## Dataset excerpts
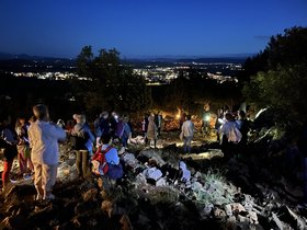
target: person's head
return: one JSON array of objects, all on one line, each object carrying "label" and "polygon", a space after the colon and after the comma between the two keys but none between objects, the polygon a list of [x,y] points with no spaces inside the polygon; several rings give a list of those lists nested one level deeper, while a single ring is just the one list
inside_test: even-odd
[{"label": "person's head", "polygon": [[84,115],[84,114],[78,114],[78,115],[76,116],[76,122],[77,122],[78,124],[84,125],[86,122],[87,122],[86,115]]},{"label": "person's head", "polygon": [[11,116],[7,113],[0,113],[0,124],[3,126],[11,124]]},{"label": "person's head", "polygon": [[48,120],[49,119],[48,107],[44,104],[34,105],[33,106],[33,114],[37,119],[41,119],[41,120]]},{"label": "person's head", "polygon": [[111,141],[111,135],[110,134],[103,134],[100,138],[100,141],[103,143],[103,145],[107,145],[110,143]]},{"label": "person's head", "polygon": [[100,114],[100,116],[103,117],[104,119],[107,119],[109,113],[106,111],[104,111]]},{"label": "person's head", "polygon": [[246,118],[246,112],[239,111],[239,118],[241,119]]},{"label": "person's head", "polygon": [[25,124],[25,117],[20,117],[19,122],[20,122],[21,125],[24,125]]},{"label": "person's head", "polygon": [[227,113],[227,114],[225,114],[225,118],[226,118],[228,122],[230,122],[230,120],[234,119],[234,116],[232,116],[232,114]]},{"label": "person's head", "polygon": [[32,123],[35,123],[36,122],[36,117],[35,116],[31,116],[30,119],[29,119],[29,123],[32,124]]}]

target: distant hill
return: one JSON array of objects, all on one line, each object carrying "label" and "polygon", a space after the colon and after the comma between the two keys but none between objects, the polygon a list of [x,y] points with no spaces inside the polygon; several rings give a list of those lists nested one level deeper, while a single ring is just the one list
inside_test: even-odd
...
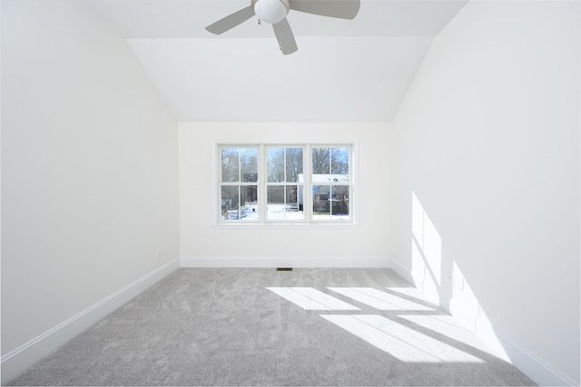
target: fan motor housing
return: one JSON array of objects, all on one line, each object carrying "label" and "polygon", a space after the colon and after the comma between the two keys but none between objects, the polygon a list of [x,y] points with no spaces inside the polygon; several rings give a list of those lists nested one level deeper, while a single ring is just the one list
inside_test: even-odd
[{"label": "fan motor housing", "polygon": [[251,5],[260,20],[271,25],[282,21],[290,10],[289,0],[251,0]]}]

## Written problem
Find every line above that contains the string "target" and copy each one in full. Case counts, so a line matches only if the letters have the same capitalization.

## Written answer
target: person's head
target: distant hill
target: fan motor housing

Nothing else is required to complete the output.